### Given problem
Count the lines in the listing below that contain the string "hand", and reply with the number alone.

### Information provided
* * * *
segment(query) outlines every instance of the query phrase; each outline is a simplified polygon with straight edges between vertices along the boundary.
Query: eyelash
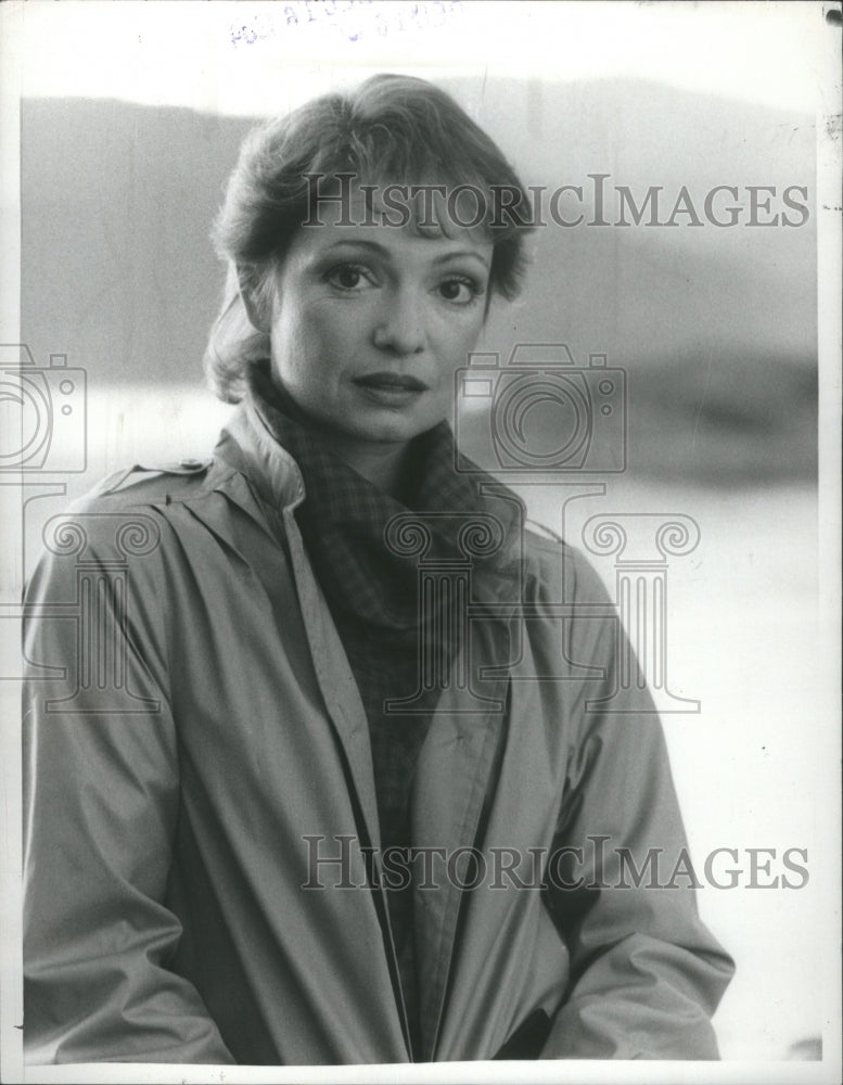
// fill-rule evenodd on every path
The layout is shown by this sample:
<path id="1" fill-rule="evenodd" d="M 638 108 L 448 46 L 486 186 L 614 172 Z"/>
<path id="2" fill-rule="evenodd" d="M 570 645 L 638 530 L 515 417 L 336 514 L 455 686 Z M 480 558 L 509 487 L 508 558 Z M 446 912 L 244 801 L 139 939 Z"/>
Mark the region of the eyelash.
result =
<path id="1" fill-rule="evenodd" d="M 329 285 L 333 286 L 335 290 L 341 291 L 344 294 L 355 294 L 359 290 L 359 284 L 355 284 L 354 286 L 346 286 L 337 281 L 341 275 L 348 272 L 360 276 L 362 279 L 366 279 L 372 285 L 378 284 L 370 268 L 366 267 L 366 265 L 363 264 L 352 264 L 352 263 L 336 264 L 334 267 L 329 268 L 329 270 L 324 273 L 324 280 Z M 444 295 L 440 296 L 444 302 L 447 302 L 448 304 L 454 305 L 457 308 L 463 308 L 465 306 L 473 305 L 476 302 L 478 302 L 480 298 L 485 294 L 485 289 L 480 282 L 477 282 L 476 279 L 463 275 L 448 276 L 447 278 L 442 280 L 442 282 L 438 284 L 438 289 L 442 290 L 443 286 L 446 286 L 455 282 L 458 285 L 465 286 L 468 289 L 469 297 L 463 302 L 458 302 L 455 301 L 454 298 L 445 297 Z"/>

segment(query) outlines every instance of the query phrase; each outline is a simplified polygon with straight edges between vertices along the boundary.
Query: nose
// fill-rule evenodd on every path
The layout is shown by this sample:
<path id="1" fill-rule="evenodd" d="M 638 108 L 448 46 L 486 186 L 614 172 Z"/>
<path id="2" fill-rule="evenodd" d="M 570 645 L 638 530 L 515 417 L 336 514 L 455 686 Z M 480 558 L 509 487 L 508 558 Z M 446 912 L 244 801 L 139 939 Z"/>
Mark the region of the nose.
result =
<path id="1" fill-rule="evenodd" d="M 422 305 L 414 291 L 389 292 L 384 298 L 373 339 L 379 350 L 397 355 L 421 354 L 424 349 Z"/>

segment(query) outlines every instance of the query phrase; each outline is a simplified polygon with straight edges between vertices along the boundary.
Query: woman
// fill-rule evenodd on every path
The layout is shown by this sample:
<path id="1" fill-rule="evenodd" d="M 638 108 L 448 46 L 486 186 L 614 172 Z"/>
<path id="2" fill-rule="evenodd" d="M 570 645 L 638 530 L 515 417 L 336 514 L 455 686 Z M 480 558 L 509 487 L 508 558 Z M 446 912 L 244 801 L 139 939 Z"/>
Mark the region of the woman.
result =
<path id="1" fill-rule="evenodd" d="M 716 1057 L 728 957 L 686 886 L 622 877 L 685 841 L 653 714 L 589 710 L 616 618 L 455 457 L 522 269 L 504 189 L 397 76 L 244 144 L 232 421 L 209 464 L 103 484 L 30 585 L 31 1061 Z M 95 643 L 47 616 L 86 601 Z"/>

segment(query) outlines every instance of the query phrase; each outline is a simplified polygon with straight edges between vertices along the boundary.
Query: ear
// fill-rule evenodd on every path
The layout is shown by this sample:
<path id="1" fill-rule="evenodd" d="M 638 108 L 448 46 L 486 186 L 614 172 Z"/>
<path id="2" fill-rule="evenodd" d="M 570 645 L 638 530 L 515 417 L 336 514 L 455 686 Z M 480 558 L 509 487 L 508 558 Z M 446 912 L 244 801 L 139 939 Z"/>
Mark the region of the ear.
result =
<path id="1" fill-rule="evenodd" d="M 260 281 L 257 268 L 252 264 L 239 264 L 238 283 L 248 322 L 256 331 L 269 334 L 272 327 L 272 314 L 268 310 L 271 309 L 271 306 L 268 304 L 268 292 L 266 285 Z"/>

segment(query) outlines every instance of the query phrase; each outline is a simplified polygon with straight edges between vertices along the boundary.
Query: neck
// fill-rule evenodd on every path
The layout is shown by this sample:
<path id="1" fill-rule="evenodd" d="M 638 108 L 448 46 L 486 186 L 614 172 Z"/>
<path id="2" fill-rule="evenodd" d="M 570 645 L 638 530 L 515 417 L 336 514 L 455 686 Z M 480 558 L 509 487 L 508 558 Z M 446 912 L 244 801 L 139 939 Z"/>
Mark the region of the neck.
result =
<path id="1" fill-rule="evenodd" d="M 328 448 L 359 475 L 385 494 L 401 500 L 408 488 L 409 442 L 375 444 L 356 442 L 323 432 Z"/>

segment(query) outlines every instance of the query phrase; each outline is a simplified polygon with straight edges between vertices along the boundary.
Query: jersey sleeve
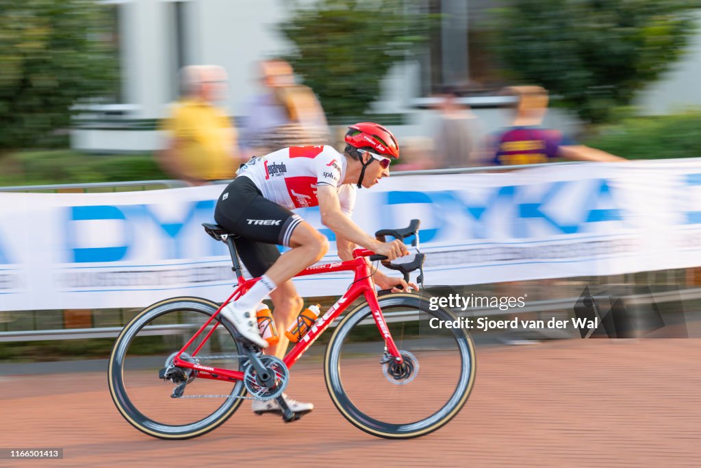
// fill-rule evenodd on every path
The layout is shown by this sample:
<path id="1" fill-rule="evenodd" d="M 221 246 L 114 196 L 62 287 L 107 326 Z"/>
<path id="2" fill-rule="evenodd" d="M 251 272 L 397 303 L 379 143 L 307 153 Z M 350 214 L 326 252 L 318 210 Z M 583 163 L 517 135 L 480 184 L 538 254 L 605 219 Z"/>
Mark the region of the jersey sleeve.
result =
<path id="1" fill-rule="evenodd" d="M 314 158 L 318 185 L 339 187 L 341 184 L 342 157 L 343 156 L 332 147 L 324 147 L 323 151 Z"/>
<path id="2" fill-rule="evenodd" d="M 339 189 L 339 202 L 341 203 L 341 210 L 344 215 L 350 218 L 355 208 L 355 196 L 358 188 L 351 184 L 343 184 Z"/>

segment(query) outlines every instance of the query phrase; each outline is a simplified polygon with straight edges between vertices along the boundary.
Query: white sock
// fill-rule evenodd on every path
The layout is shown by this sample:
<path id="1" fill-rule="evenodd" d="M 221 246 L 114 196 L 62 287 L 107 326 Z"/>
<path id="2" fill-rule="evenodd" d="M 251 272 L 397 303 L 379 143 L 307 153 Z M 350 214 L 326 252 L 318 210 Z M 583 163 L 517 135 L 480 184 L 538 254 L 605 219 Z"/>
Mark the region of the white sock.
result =
<path id="1" fill-rule="evenodd" d="M 278 286 L 273 280 L 264 274 L 258 282 L 248 290 L 248 292 L 238 298 L 236 302 L 236 309 L 239 310 L 250 310 L 255 314 L 255 307 L 258 303 L 265 299 L 265 297 L 272 293 Z"/>

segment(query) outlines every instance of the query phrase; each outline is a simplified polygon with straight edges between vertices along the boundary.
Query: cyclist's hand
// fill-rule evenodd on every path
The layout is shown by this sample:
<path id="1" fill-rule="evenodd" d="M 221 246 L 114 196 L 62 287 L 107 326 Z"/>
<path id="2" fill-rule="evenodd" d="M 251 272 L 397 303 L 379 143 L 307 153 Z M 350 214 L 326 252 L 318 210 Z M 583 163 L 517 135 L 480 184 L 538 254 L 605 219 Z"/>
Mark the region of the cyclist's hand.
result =
<path id="1" fill-rule="evenodd" d="M 374 249 L 375 253 L 387 257 L 390 262 L 397 260 L 400 257 L 409 255 L 407 246 L 399 239 L 395 239 L 391 242 L 379 242 Z"/>
<path id="2" fill-rule="evenodd" d="M 418 286 L 411 281 L 407 282 L 403 278 L 395 278 L 377 272 L 375 274 L 375 284 L 380 287 L 380 289 L 391 289 L 393 293 L 408 293 L 409 288 L 415 291 L 418 290 Z"/>

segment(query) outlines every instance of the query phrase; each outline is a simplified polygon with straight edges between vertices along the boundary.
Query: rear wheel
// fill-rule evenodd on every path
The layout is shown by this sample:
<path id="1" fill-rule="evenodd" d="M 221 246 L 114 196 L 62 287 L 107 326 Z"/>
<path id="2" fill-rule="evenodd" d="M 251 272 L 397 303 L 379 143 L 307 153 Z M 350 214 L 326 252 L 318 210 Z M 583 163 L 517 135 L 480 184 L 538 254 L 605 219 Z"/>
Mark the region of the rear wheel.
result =
<path id="1" fill-rule="evenodd" d="M 425 297 L 393 294 L 379 303 L 404 363 L 383 359 L 384 340 L 364 303 L 341 321 L 327 348 L 329 394 L 341 413 L 366 432 L 388 439 L 425 435 L 467 401 L 475 381 L 474 345 L 463 328 L 431 328 L 431 319 L 456 317 L 445 309 L 432 311 Z"/>
<path id="2" fill-rule="evenodd" d="M 218 308 L 198 297 L 168 299 L 137 314 L 117 337 L 109 357 L 109 392 L 122 416 L 139 431 L 161 439 L 200 436 L 224 422 L 241 404 L 237 398 L 245 393 L 241 381 L 197 378 L 192 370 L 175 368 L 174 380 L 188 383 L 185 398 L 172 398 L 177 385 L 158 375 Z M 181 357 L 193 362 L 201 359 L 203 366 L 240 370 L 243 352 L 226 321 L 191 357 L 217 323 L 213 321 Z"/>

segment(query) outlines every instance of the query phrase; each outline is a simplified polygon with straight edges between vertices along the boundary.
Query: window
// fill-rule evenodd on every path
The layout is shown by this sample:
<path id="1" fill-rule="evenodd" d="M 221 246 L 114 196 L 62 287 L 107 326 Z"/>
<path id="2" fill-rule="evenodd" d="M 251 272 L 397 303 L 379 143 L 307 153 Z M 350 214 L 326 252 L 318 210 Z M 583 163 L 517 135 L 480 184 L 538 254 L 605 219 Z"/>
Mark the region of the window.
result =
<path id="1" fill-rule="evenodd" d="M 428 13 L 440 14 L 423 61 L 424 95 L 454 86 L 470 94 L 491 94 L 504 86 L 492 46 L 492 8 L 501 0 L 426 0 Z"/>
<path id="2" fill-rule="evenodd" d="M 167 4 L 168 8 L 168 23 L 170 25 L 169 36 L 166 44 L 170 47 L 170 76 L 174 79 L 172 98 L 177 98 L 180 95 L 180 83 L 177 77 L 178 72 L 186 65 L 192 65 L 191 46 L 189 41 L 192 41 L 190 34 L 188 18 L 191 13 L 192 4 L 189 1 L 171 1 Z"/>

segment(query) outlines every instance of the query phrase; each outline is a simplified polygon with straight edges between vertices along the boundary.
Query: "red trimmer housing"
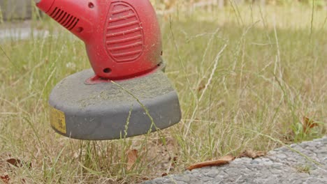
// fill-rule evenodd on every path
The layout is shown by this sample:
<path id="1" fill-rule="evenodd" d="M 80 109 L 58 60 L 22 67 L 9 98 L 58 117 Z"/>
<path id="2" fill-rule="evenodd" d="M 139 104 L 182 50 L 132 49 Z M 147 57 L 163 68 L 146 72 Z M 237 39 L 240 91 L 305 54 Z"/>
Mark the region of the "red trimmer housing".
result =
<path id="1" fill-rule="evenodd" d="M 85 43 L 99 77 L 129 79 L 160 65 L 160 29 L 148 0 L 42 0 L 37 6 Z"/>
<path id="2" fill-rule="evenodd" d="M 85 43 L 93 68 L 66 77 L 51 92 L 55 131 L 108 140 L 180 121 L 177 93 L 159 67 L 161 34 L 149 0 L 35 1 Z"/>

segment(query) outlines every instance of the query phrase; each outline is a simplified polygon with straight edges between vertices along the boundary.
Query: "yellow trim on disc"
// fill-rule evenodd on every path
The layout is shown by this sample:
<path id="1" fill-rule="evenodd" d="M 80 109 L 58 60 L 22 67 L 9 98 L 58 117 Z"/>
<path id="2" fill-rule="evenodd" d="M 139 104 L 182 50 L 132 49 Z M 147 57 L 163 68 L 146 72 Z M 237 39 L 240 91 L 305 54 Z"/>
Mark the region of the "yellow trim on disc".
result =
<path id="1" fill-rule="evenodd" d="M 50 123 L 59 132 L 66 133 L 65 114 L 52 107 L 50 110 Z"/>

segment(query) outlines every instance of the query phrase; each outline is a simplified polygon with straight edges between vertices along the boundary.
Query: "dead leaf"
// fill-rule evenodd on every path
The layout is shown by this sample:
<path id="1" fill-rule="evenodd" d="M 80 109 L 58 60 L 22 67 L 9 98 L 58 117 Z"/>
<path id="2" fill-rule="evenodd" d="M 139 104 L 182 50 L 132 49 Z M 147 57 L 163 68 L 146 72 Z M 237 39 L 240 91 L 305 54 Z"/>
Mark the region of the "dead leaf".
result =
<path id="1" fill-rule="evenodd" d="M 266 155 L 265 151 L 253 151 L 250 150 L 247 150 L 243 151 L 238 158 L 251 158 L 252 159 L 257 158 L 259 157 L 263 157 Z"/>
<path id="2" fill-rule="evenodd" d="M 10 159 L 7 160 L 6 161 L 7 161 L 7 163 L 10 164 L 11 165 L 13 165 L 16 167 L 22 167 L 23 166 L 26 165 L 29 168 L 31 168 L 31 163 L 27 164 L 27 163 L 22 162 L 22 160 L 19 159 L 10 158 Z"/>
<path id="3" fill-rule="evenodd" d="M 8 174 L 5 176 L 0 176 L 0 178 L 1 178 L 1 181 L 6 184 L 9 183 L 9 181 L 10 180 Z"/>
<path id="4" fill-rule="evenodd" d="M 131 170 L 135 162 L 136 162 L 137 159 L 138 151 L 136 149 L 130 150 L 127 155 L 127 170 Z"/>
<path id="5" fill-rule="evenodd" d="M 199 169 L 205 167 L 221 166 L 228 164 L 229 162 L 233 160 L 234 159 L 235 157 L 232 155 L 226 155 L 216 160 L 206 161 L 193 164 L 189 167 L 187 170 L 191 171 L 194 169 Z"/>
<path id="6" fill-rule="evenodd" d="M 307 133 L 310 129 L 319 126 L 319 124 L 313 121 L 313 119 L 303 116 L 302 118 L 302 125 L 303 127 L 303 132 Z"/>

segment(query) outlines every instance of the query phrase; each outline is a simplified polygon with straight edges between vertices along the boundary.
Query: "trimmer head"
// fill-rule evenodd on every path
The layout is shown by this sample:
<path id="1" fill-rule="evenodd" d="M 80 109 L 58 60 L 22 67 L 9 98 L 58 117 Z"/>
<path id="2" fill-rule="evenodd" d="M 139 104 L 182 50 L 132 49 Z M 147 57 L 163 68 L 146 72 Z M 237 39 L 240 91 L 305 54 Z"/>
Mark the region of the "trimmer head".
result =
<path id="1" fill-rule="evenodd" d="M 80 72 L 53 89 L 51 124 L 58 133 L 78 139 L 113 139 L 147 134 L 180 121 L 177 93 L 161 70 L 116 84 L 85 82 L 94 75 L 92 70 Z"/>

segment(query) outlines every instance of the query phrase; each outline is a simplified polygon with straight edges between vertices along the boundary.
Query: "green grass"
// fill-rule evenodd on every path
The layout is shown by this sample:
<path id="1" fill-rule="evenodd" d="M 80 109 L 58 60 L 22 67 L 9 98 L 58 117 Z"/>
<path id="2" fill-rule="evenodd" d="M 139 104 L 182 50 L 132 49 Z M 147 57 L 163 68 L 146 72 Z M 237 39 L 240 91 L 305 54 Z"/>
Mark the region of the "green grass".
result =
<path id="1" fill-rule="evenodd" d="M 52 21 L 34 21 L 33 27 L 50 34 L 0 42 L 0 160 L 17 158 L 32 168 L 0 163 L 0 176 L 8 174 L 13 183 L 138 183 L 226 154 L 321 137 L 326 17 L 302 6 L 161 16 L 166 73 L 182 120 L 160 134 L 108 141 L 72 140 L 50 128 L 51 89 L 89 64 L 82 42 Z M 303 116 L 321 123 L 304 132 Z M 138 158 L 128 171 L 131 149 Z"/>

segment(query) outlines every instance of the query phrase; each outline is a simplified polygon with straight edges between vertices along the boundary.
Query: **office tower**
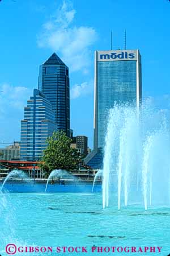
* * * *
### Finished answer
2